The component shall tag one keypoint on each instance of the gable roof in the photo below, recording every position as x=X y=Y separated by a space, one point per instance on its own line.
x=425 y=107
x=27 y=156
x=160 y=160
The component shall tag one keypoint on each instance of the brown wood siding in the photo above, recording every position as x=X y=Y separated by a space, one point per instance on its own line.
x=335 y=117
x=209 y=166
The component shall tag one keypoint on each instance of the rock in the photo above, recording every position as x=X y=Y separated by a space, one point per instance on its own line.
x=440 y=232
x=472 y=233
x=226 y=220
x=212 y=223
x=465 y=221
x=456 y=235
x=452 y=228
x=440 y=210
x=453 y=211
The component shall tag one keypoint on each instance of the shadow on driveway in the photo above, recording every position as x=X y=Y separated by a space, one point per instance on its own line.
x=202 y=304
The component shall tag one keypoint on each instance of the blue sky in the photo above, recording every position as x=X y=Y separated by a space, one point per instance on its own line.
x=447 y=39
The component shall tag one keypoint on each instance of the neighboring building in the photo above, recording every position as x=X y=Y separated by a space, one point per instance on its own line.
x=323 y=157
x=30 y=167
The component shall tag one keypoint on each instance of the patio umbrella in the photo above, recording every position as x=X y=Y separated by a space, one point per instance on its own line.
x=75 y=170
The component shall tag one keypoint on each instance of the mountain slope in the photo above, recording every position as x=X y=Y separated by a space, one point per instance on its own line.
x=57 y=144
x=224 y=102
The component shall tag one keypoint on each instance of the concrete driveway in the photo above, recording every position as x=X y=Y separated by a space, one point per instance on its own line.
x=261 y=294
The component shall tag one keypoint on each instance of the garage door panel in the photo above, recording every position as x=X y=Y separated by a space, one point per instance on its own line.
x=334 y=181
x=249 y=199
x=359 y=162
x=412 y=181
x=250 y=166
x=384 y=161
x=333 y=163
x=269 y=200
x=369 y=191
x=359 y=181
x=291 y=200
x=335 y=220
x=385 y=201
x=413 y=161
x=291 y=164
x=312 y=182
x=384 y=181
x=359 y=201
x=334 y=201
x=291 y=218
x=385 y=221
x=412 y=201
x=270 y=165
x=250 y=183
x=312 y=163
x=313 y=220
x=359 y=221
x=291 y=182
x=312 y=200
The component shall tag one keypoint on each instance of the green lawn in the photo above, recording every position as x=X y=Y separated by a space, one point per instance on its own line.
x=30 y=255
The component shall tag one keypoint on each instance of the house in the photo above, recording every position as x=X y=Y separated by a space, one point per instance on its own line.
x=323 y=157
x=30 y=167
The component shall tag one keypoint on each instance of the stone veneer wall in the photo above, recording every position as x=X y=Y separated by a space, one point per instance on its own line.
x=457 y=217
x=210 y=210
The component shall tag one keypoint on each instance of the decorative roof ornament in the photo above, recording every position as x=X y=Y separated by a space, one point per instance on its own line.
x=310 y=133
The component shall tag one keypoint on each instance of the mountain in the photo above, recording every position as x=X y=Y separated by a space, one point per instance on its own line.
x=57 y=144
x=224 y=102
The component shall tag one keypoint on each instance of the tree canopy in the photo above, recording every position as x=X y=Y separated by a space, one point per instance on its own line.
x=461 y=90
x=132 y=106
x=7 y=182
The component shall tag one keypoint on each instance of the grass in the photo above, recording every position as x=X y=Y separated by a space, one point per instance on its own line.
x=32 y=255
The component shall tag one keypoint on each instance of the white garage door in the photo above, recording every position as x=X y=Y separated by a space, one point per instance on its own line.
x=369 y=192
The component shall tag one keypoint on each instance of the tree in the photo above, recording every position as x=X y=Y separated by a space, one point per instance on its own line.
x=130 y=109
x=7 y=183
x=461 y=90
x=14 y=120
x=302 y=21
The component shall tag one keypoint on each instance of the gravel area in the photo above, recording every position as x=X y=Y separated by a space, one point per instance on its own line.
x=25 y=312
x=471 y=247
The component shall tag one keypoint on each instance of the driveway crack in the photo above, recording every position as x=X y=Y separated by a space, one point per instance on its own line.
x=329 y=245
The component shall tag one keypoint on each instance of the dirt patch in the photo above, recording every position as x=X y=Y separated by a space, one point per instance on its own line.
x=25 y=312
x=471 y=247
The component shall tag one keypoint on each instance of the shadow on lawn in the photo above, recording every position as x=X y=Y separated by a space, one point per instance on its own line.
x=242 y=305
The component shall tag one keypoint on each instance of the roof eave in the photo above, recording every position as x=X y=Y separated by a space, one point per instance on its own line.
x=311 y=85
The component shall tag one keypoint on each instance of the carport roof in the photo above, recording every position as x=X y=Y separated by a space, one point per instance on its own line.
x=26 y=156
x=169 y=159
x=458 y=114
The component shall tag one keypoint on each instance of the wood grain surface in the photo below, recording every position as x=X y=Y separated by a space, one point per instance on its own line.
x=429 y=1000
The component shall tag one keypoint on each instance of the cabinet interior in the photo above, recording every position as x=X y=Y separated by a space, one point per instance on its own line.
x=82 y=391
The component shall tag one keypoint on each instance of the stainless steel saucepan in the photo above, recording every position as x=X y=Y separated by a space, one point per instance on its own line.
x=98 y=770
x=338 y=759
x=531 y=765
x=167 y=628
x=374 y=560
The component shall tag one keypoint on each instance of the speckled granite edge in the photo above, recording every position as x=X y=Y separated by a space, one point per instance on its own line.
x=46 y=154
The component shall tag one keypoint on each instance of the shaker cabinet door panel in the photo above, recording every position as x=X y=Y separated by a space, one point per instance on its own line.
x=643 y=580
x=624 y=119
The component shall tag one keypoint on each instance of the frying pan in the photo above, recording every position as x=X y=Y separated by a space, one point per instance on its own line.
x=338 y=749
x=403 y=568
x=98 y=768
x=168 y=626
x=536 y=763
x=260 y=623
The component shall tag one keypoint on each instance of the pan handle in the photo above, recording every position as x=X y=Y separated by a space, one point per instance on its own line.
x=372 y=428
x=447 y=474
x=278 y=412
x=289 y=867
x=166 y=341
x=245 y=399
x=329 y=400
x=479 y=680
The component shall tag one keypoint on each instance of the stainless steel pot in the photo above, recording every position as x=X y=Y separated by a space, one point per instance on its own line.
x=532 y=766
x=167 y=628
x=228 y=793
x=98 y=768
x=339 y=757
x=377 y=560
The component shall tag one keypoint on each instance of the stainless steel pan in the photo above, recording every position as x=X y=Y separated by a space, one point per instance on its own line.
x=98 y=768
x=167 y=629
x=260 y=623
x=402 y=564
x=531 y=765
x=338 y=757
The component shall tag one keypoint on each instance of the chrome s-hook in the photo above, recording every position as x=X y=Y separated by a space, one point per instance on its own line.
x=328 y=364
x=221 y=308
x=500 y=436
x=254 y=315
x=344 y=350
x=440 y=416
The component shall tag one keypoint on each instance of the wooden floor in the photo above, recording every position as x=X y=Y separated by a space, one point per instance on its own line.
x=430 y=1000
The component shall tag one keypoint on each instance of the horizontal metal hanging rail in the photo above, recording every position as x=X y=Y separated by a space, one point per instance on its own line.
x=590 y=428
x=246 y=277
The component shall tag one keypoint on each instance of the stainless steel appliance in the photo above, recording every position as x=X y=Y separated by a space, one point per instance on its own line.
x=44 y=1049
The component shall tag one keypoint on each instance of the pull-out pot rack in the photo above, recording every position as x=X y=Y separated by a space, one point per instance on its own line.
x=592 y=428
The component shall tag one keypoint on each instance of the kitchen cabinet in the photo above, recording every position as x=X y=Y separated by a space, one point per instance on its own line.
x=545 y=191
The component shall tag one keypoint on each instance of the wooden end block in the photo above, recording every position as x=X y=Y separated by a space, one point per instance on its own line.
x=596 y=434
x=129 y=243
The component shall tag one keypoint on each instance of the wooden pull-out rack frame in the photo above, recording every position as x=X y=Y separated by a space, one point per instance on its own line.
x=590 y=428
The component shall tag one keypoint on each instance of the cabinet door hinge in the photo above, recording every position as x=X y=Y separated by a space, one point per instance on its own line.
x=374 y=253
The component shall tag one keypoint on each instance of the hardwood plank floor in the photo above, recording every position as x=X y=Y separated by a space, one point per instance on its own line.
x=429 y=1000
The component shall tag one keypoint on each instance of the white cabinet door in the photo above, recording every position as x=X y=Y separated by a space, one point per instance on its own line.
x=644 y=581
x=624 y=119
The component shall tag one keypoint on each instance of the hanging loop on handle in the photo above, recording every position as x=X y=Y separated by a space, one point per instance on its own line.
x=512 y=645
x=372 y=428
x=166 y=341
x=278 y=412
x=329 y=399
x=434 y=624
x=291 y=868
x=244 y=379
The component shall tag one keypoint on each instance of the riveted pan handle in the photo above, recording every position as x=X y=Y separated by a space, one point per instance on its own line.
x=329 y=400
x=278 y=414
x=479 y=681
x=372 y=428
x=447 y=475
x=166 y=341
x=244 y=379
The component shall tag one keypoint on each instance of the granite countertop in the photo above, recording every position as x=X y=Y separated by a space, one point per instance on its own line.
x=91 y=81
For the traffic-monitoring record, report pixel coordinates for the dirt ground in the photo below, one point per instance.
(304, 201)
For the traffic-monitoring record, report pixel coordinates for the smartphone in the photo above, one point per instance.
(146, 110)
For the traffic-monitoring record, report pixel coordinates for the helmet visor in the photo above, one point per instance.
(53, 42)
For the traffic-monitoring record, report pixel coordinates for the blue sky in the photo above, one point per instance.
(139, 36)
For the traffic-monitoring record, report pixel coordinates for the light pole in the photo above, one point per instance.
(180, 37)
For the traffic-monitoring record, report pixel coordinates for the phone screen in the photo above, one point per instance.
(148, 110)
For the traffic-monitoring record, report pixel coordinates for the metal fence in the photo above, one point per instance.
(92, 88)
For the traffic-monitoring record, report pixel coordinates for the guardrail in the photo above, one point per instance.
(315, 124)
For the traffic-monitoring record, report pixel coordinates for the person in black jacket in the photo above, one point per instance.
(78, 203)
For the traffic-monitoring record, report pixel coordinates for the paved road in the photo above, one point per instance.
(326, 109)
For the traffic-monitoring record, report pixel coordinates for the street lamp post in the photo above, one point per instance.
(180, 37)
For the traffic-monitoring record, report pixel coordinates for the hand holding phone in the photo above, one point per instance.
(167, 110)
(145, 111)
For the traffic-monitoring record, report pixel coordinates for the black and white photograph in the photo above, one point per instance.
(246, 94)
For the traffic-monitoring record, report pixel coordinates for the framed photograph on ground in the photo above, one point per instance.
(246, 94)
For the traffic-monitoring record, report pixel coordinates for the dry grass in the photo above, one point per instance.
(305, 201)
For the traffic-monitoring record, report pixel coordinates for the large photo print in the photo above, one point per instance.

Assignment >>
From the line that holds "for the hand" down to the last line of the material, copy every line exactly and add nothing.

Task response >>
For the traffic-monitoring record, report pixel coordinates for the hand holding phone in the photo above, one point per instance.
(167, 110)
(145, 111)
For the traffic-monitoring record, report pixel coordinates for the black and white photograph in the photo above, one point per instance.
(246, 94)
For the traffic-monitoring record, report pixel coordinates for the framed photograph on ground in the photo above, one point per instance.
(246, 94)
For the traffic-monitoring record, report pixel coordinates for the dry grass in the photo above, one point per instance.
(305, 201)
For the traffic-monitoring record, report pixel coordinates for the large photo print in the photo above, one point per instance.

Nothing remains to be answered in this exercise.